WORK REQUEST:
Locate every line in the material that contains the string "negative" and copy each of those lines out. Only matches with the same capitalization count.

--- PROVIDED DATA ---

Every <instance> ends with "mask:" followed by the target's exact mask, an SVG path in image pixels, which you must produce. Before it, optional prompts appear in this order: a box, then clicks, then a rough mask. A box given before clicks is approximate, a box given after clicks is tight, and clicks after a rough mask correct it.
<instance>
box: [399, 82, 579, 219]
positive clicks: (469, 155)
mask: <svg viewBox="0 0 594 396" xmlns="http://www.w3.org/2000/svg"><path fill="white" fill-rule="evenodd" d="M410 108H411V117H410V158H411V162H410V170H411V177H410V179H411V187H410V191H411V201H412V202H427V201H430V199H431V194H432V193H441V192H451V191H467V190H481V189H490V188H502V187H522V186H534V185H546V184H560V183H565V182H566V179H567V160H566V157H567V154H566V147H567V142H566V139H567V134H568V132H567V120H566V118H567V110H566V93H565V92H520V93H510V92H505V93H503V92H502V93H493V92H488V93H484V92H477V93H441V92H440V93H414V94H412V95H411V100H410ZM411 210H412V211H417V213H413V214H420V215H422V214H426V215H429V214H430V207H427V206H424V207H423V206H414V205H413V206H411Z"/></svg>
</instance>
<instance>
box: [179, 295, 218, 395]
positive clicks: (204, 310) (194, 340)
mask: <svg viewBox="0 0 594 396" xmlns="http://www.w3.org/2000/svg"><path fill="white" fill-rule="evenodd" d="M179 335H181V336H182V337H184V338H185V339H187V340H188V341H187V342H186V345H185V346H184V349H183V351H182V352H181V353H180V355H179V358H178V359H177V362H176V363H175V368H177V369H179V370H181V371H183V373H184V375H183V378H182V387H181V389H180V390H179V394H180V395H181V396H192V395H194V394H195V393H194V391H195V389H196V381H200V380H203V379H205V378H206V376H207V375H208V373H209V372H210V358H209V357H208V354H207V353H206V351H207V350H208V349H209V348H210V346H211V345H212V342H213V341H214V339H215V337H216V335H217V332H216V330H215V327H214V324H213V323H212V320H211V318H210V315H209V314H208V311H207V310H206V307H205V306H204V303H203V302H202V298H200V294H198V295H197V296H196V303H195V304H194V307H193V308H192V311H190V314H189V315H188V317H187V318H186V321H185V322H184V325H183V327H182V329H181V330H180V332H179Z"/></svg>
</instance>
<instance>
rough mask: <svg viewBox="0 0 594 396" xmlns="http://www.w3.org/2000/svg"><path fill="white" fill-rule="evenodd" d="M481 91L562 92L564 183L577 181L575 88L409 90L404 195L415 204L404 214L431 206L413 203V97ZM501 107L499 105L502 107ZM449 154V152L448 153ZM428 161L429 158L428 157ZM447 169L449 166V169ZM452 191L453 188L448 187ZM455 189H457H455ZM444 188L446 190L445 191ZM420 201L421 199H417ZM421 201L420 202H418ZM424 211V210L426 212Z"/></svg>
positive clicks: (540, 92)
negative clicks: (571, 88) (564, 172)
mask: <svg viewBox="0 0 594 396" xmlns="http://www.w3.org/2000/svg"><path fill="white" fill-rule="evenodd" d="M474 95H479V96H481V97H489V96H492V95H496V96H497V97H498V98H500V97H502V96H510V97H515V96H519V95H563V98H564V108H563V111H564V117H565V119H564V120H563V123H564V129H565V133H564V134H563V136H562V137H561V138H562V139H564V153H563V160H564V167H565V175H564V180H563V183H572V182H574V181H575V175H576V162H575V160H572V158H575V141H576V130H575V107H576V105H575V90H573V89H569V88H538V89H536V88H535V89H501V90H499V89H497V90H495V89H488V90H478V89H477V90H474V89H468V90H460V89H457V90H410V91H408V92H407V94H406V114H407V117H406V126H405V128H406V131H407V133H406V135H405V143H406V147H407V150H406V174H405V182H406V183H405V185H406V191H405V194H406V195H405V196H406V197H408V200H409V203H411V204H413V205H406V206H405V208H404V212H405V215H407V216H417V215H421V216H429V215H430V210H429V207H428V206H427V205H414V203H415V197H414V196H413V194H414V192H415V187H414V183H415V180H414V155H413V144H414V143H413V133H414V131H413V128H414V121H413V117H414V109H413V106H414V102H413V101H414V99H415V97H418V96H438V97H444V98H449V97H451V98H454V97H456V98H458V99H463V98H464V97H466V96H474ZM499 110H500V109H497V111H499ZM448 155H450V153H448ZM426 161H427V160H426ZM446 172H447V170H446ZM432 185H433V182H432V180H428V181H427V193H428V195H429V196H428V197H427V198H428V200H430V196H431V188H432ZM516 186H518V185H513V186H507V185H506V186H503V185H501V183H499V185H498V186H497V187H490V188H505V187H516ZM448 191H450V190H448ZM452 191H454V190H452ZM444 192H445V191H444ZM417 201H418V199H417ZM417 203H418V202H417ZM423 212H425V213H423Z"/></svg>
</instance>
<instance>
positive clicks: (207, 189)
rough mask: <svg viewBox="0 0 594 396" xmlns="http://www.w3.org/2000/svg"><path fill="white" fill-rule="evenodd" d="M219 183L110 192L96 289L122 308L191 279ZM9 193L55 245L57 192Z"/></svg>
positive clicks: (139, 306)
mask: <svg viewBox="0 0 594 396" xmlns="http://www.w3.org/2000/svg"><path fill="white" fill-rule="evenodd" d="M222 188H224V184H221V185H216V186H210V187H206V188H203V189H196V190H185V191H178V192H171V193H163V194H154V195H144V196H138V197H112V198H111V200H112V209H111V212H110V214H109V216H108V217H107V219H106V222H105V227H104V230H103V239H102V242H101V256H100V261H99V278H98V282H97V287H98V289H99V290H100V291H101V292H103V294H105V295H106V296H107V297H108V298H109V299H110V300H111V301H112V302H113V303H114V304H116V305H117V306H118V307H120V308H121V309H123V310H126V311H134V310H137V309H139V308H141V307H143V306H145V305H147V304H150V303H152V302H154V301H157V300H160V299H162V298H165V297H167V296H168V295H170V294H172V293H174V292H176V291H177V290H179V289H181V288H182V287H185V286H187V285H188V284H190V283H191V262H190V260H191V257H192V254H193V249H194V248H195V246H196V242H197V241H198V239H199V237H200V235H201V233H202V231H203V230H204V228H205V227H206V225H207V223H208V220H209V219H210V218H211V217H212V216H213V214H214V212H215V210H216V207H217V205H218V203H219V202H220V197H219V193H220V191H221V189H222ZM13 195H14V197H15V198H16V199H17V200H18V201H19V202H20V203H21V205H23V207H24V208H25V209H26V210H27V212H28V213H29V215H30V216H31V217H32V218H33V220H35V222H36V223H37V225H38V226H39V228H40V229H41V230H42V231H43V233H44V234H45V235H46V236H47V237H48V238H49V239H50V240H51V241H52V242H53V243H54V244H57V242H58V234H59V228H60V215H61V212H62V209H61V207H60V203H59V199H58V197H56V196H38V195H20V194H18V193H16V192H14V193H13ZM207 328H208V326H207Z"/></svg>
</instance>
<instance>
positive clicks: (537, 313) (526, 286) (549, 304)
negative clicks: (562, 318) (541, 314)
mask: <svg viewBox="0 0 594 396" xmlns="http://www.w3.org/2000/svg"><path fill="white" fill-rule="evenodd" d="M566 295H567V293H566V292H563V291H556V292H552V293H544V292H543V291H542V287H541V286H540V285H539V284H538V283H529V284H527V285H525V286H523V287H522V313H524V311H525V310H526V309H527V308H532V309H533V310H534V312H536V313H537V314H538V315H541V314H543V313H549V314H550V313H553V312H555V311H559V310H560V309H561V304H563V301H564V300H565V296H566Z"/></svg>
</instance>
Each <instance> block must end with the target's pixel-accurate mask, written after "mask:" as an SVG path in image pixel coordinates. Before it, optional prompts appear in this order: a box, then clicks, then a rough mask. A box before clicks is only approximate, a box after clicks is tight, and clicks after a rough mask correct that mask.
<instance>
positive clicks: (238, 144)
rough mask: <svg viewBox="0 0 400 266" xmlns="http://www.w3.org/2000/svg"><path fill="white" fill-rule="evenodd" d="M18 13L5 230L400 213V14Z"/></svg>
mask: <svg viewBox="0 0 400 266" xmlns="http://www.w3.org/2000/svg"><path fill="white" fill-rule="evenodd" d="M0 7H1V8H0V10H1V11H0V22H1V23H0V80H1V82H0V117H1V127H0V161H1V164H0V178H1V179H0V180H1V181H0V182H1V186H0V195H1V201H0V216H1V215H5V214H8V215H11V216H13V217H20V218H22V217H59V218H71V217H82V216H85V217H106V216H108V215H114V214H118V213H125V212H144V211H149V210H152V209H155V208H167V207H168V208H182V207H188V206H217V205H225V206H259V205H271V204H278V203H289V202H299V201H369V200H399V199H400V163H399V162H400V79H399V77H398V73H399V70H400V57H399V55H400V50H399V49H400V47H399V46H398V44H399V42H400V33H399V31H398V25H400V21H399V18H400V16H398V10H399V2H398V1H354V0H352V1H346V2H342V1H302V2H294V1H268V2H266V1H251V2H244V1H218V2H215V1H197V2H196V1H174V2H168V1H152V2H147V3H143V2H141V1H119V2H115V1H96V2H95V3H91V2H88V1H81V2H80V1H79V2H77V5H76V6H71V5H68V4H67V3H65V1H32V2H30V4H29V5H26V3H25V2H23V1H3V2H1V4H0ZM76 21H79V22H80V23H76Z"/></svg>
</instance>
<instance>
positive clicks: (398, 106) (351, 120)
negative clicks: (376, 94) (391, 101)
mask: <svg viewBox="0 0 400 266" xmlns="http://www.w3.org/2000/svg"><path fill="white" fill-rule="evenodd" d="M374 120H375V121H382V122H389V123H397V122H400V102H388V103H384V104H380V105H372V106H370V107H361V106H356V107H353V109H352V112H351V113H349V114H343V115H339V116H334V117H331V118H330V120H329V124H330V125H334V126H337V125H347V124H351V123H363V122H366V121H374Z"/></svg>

---

SOLUTION:
negative clicks: (571, 88) (564, 172)
negative clicks: (562, 318) (541, 314)
negative clicks: (376, 94) (391, 101)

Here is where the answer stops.